__SELECTION__:
------------------------------
Files
Joseph Doherty 66f0f96328 docs(components): verification pass — fix cross-link targets, tag code fences, correct type names
- Fix 15 link-text/target mismatches (ConfigurationDatabase ×8 to Commons,
  NotificationOutbox ×4, ClusterInfrastructure case, HealthMonitoring,
  SiteCallAudit) caught by a link-text-vs-target consistency check.
- Tag 14 untagged code-fence openers (ASCII diagrams/trees, JSON, HTTP).
- Correct 4 type names to match source (ValidationService, HealthReportSender,
  CentralCommunicationActor, DebugSnapshotCommand set).
- Soften Traefik version prose per the style guide.
2026-06-03 16:09:06 -04:00

193 lines
11 KiB
Markdown
Raw Permalink Blame History

This file contains ambiguous Unicode characters
This file contains Unicode characters that might be confused with other characters. If you think that this is intentional, you can safely ignore this warning. Use the Escape button to reveal them.
------------------------------
__PROVIDED INFORMATION__:
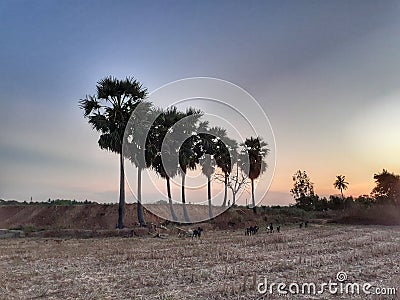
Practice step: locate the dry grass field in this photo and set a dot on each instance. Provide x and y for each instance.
------------------------------
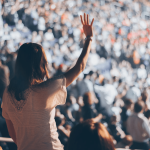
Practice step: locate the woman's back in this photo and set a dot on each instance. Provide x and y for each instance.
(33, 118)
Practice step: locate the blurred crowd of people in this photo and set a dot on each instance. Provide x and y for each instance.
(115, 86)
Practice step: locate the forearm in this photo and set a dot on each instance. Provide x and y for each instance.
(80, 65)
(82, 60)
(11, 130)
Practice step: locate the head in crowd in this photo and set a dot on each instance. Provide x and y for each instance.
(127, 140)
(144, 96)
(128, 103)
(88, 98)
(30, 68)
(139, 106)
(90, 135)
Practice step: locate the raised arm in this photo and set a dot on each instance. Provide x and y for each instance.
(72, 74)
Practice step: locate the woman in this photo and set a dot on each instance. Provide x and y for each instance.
------------------------------
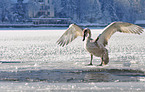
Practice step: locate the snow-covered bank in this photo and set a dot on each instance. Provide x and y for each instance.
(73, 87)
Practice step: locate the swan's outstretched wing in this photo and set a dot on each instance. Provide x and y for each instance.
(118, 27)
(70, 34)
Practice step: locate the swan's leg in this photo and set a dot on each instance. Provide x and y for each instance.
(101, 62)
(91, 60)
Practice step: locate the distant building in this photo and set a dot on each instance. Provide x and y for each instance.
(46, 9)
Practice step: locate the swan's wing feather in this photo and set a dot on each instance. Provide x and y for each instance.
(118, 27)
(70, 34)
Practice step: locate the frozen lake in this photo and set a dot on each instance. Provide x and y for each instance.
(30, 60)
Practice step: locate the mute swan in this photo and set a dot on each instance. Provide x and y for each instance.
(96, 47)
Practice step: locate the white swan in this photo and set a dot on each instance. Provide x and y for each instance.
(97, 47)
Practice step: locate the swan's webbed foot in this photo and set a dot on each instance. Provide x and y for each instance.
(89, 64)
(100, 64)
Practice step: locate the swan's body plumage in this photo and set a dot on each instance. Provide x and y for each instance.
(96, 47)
------------------------------
According to the commit message, how many untagged code-fence openers were tagged?

14